Could you rewrite the records below, from the line containing "Could you locate the blue" through the end of the records, with every bounding-box coordinate multiplied by 1.3 and rounded to a whole number (halves round up)? Keep all other wording unchanged and leave the pictures out.

» **Provided data**
☆ ☆ ☆ ☆ ☆ ☆ ☆

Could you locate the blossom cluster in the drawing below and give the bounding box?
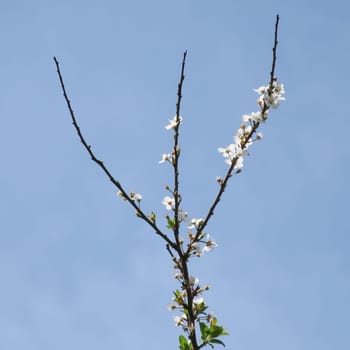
[217,79,285,172]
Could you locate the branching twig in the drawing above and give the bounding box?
[53,57,176,250]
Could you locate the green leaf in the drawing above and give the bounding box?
[209,326,224,338]
[179,335,191,350]
[199,322,209,341]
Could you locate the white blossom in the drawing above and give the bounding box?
[189,276,199,286]
[162,196,175,210]
[188,218,203,230]
[202,234,218,253]
[193,297,204,304]
[178,209,188,221]
[158,153,171,164]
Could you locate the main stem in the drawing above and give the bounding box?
[173,51,200,350]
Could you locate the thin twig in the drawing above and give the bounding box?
[53,57,176,250]
[191,15,279,243]
[173,51,187,249]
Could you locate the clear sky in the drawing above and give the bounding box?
[0,0,350,350]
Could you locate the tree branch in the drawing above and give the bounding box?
[53,57,176,250]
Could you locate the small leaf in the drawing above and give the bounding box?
[209,326,224,338]
[179,335,191,350]
[199,322,209,341]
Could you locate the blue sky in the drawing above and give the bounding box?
[0,0,350,350]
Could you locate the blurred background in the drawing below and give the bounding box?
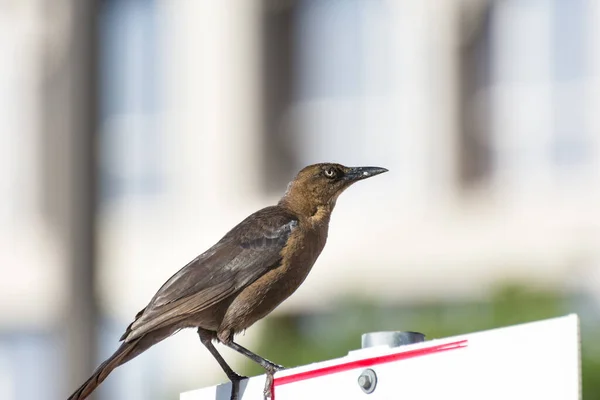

☆ ☆ ☆ ☆ ☆ ☆ ☆

» **The reply**
Could you locate the blue sky in the drawing above and give the bounding box?
[0,0,455,455]
Could you locate the blurred background in the drawing below and give the bounding box?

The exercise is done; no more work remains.